From top to bottom, return the records that follow exactly.

[[ Provided data, beginning ]]

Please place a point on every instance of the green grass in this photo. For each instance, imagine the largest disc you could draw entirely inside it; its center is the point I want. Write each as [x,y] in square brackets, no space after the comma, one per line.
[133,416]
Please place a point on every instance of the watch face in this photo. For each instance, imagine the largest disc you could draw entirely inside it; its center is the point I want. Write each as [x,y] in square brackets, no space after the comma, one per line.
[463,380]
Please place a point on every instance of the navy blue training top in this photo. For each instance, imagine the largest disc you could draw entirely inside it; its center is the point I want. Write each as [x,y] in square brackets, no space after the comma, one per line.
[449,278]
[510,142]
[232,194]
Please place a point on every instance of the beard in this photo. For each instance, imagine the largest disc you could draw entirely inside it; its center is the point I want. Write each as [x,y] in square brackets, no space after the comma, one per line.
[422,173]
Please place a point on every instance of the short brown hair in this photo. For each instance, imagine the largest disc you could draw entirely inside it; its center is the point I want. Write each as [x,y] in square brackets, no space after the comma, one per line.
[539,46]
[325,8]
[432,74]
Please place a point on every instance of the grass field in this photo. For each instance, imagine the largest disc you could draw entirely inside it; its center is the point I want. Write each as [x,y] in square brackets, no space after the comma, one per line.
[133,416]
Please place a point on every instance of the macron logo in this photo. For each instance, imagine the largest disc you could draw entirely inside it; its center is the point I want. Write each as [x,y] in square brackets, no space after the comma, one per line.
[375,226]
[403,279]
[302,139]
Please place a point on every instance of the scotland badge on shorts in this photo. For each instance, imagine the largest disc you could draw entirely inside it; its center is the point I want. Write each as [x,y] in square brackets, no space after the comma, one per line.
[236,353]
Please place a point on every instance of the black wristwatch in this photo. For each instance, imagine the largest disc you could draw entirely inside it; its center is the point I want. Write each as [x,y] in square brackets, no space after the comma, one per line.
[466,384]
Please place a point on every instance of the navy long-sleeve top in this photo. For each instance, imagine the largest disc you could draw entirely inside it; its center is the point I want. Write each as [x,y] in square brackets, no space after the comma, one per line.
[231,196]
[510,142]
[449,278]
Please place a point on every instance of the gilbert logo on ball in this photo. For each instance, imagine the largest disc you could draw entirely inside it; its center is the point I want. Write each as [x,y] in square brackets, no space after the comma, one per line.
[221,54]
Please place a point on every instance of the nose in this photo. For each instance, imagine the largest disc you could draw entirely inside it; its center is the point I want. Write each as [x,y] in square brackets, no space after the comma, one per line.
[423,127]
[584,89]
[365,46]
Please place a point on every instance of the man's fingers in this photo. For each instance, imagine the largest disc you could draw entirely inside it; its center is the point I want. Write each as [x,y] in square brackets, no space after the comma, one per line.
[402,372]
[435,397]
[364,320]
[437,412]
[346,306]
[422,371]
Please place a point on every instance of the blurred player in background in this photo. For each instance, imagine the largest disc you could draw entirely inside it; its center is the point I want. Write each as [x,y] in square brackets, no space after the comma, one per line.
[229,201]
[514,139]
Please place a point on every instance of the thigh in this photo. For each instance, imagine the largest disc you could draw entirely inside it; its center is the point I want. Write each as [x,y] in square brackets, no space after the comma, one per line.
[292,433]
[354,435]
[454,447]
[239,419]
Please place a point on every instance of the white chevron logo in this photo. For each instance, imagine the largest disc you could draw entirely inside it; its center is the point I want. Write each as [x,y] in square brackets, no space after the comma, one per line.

[[ Provided data, end ]]

Response to the task ->
Please place a point on every instance of the green grass in this photo. For each instance, imagine the largest disc you could draw entirely inside it; its center is the point I want. Write each as [x,y] in square brackets, no space after the comma, one per line.
[133,416]
Please place a point on every instance of the watch face in this photo. For each instance, imagine the largest disc you could draw entirely inside it; its center is the point I want. Write each as [x,y] in square brackets, no space after the comma, one per line.
[463,380]
Please place a point on every instance of the navy blue training top in this photo. For each instance, imagine the largest disc you could draw entirely inside it; its center is the point I want. Write each as [x,y] in square brackets, no space after the comma, one per line.
[449,278]
[510,142]
[232,194]
Please place a point on every instance of the beard in this photo. For each instance, imagine the largest disc you could draw entirely inside it; its center is the point I want. Write each as [x,y] in square brackets, no space after the comma, one per line.
[422,173]
Please place a point on every instance of the short brown hair in this photo. For each instance, imagine the largest disc you could draw entirely inside it; its center is the point I want. Write each as [x,y] in square brackets, no space after the comma, one per line.
[539,46]
[325,8]
[432,74]
Please place a point on every instance of the grass field in this photo. For each instance, imagine the largest disc you could draw entirely inside it; its center is the point I want. Write each as [x,y] in square brackets, no space after the comma, one per line.
[133,416]
Please place a point on every instance of the macron logo in this photo. For each instance, imagine the largest disc you could draw entirely inside it; its center is the point I want. Write each as [x,y] in square brackets, no space after the comma, one per line.
[375,226]
[403,279]
[302,139]
Please place a point on every instance of the scotland badge on shorts in this photo. For each instance, imagine the largest disc you could draw entirely inside it; its center is the point I want. Write each as [x,y] in square brackets, no space after the comma, one per line.
[236,353]
Please place a point on every instance of the black wristwatch in this photo. For each instance, imagine the largest disc you could draw entirely inside it; its center is the point I want. Write each as [x,y] in square brackets, no space after the comma, one per line.
[466,384]
Please place a point on every instance of the navy long-sleeve top in this photo. For each instance, imagine the largest disc you could draw entirely inside it; its center is the point I want. Write each as [x,y] in square brackets, no space after the comma, one per line.
[231,196]
[510,142]
[449,278]
Please place a point on every instance of the gilbert logo on ball in this photo. For each instance, imagine the largest disc you could draw entirely inside it; its center is the point I want. Write each as [x,y] in square brackets, no space after the comma, one per line.
[221,54]
Please place a point on every instance of the nose in this photo. For each instance, imagine the largest disc you could draw entirely inside it; its center is the point I want. Write each as [x,y] in square brackets, no space after the comma, one per line.
[423,127]
[584,89]
[365,46]
Please place a point on every instance of the man's fingers in this photo. For each instance, imagine the largest disc you could draw entirely inside it; its center is the point I want. Write each as [x,y] in square brackets, no space after the comma, one per line.
[402,372]
[435,397]
[364,320]
[437,412]
[346,306]
[422,371]
Please place a point on every instance of the blurred player in background in this photo. For each instance, imagine the largest disc you could draw entirely inside it; its center is the point I want. Write each as [x,y] in square brackets, no space after the comma, one per line.
[229,201]
[514,139]
Please place a point on every instance of the thigh in this photo. For each instance, imagine the largest disc you could draw entirely inside it; its center is the point I want. Write each as [x,y] in square brackets, no space after the comma, one per line.
[292,433]
[354,435]
[454,447]
[239,419]
Please place a point on every instance of the white chevron logo in this photo. For each instance, imagine the largest disc you could draw entirely inside it; its center is the point I want. Write each as [x,y] in square brackets, no space after the comma, one per line.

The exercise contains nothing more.